▶ _Information supplied_:
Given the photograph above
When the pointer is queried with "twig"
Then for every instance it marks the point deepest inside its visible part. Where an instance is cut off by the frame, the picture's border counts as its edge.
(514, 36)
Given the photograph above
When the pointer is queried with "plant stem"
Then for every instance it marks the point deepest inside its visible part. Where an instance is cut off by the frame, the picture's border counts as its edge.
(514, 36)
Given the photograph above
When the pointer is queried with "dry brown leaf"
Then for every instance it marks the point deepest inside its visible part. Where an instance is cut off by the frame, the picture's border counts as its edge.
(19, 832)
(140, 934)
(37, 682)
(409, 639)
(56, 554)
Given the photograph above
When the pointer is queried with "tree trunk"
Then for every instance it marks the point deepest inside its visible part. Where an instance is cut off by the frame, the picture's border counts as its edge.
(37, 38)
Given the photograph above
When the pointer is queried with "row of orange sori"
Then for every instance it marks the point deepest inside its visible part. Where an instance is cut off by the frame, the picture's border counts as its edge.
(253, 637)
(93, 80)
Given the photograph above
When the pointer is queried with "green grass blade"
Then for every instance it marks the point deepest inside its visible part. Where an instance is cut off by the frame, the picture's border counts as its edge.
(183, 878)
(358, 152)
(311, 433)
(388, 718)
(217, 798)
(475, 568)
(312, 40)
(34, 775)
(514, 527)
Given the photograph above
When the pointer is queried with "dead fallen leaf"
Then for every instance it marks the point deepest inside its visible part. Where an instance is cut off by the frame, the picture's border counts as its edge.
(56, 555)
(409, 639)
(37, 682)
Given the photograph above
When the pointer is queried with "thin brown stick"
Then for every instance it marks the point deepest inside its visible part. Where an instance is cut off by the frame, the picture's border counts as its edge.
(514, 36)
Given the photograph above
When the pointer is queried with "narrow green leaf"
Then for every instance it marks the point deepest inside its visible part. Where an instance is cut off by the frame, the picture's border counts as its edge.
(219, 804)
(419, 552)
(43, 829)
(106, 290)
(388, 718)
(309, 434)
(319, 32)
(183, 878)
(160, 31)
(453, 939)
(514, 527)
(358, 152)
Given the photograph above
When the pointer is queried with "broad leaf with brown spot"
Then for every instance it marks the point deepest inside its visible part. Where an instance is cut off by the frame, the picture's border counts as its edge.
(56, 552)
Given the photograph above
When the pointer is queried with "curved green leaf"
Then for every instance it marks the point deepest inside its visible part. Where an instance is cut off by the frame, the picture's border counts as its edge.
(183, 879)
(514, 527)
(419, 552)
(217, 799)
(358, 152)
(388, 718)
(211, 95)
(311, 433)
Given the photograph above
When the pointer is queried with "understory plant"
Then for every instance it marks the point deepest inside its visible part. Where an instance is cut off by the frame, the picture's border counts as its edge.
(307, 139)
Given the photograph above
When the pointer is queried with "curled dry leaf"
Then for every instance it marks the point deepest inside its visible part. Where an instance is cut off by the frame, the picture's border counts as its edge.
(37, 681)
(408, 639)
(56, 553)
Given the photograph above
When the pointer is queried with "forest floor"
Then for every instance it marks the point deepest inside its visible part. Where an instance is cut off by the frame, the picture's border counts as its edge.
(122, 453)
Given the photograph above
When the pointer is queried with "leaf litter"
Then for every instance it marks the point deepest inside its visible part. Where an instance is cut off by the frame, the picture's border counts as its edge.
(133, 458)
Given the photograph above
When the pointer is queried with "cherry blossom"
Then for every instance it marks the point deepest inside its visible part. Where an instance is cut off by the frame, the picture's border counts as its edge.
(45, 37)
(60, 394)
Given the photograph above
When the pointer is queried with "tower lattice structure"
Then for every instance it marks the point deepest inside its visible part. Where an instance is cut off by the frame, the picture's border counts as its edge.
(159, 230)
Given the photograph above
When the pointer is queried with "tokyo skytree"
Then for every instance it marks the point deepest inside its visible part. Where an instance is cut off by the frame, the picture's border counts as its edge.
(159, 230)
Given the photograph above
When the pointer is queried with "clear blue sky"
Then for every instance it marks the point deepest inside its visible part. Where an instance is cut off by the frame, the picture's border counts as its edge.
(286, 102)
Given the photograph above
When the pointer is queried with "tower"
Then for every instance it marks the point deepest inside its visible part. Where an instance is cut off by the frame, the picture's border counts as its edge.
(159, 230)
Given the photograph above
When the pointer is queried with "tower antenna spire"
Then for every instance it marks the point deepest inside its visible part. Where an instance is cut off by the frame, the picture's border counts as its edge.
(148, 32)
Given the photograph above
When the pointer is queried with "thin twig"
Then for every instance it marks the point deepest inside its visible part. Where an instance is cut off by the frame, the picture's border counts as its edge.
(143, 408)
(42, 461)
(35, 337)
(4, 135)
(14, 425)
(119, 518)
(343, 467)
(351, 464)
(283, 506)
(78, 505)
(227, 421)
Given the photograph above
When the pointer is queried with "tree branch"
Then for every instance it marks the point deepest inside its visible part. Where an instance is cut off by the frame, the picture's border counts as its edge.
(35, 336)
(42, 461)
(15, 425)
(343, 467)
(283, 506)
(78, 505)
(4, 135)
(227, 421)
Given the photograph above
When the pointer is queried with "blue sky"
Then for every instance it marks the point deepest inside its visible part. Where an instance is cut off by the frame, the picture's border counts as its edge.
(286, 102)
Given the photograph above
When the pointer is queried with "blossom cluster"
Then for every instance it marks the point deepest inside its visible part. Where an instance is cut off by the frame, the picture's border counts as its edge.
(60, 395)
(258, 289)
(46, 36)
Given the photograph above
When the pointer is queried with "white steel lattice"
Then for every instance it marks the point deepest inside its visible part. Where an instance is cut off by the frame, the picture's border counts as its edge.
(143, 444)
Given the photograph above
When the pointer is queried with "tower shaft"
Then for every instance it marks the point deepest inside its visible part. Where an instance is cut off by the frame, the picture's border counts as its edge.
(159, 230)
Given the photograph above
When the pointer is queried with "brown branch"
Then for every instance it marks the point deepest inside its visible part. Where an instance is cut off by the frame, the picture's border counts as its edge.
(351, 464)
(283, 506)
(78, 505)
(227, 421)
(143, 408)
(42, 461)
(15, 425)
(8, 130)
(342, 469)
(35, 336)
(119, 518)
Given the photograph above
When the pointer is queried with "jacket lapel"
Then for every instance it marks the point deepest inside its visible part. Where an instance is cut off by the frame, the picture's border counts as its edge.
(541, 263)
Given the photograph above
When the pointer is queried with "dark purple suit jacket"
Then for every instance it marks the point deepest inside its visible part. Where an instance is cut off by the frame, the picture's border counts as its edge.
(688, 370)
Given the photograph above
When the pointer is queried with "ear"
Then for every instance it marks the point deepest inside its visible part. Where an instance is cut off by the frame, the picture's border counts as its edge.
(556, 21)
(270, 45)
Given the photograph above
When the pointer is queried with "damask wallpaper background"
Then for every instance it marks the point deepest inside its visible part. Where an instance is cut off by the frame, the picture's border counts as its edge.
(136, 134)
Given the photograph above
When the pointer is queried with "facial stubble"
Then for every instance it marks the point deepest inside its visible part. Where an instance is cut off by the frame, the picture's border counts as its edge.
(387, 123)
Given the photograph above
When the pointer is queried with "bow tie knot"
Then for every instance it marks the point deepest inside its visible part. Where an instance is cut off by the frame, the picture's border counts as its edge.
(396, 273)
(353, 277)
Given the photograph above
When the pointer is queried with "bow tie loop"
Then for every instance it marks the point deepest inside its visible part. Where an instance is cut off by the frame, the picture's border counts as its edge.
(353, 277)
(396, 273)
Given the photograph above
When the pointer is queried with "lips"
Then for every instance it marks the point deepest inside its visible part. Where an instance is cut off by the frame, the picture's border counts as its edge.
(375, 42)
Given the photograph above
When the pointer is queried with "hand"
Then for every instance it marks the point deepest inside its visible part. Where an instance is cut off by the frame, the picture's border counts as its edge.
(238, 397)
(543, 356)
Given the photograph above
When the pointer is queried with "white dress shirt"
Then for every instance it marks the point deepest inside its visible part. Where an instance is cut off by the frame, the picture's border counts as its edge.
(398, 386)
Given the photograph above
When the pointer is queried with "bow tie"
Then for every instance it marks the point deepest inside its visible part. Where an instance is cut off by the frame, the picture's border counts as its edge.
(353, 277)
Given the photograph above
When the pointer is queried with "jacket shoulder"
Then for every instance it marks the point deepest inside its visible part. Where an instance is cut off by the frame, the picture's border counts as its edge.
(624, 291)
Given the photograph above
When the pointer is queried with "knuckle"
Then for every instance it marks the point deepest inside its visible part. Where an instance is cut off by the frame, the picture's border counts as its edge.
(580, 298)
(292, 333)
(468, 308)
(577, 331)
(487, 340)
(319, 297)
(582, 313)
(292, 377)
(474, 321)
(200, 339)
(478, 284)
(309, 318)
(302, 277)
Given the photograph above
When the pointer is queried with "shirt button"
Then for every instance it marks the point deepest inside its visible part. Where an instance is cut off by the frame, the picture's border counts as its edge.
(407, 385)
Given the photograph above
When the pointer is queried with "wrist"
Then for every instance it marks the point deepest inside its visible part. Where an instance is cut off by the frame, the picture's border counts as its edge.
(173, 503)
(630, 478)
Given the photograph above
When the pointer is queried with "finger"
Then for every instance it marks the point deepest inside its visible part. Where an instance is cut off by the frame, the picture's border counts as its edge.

▶ _What to work on_:
Locate every line above that contains the word "branch", and copy each one. Case counts.

▶ _Exercise output_:
When the pointer is queried with "tree branch"
When the pointer is queried with "brown branch"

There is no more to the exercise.